* ACTIVITY:
Give back exactly the stretch of data below from the line holding "railing? Mark that spot." through the line holding "jacket? Mark that spot.", both ends included, and leave the remaining lines out.

* TASK INPUT:
--*--

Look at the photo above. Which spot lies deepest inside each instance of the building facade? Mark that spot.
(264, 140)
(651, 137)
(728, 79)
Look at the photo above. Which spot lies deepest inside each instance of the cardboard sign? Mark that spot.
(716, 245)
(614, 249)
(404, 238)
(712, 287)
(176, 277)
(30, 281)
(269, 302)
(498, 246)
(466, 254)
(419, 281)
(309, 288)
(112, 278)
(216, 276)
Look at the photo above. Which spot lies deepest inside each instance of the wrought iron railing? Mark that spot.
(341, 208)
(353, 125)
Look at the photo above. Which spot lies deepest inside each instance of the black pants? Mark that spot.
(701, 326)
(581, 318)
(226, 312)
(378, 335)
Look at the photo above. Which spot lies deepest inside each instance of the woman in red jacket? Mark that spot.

--*--

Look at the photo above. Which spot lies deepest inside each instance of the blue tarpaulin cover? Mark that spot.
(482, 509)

--*--

* SOLUTION FOR THIS PROBLEM:
Look at the photo above. Which spot lies deepest inside each instance of the wrought iron railing? Mark that spot.
(341, 208)
(353, 125)
Look at the photo above. Which spot lies deepest inside each instance of the black pants? Mark that spot.
(701, 326)
(581, 318)
(226, 312)
(378, 335)
Look at the photo above. Which spot lies deepest inside each instance of the woman in red jacket? Mark that spot.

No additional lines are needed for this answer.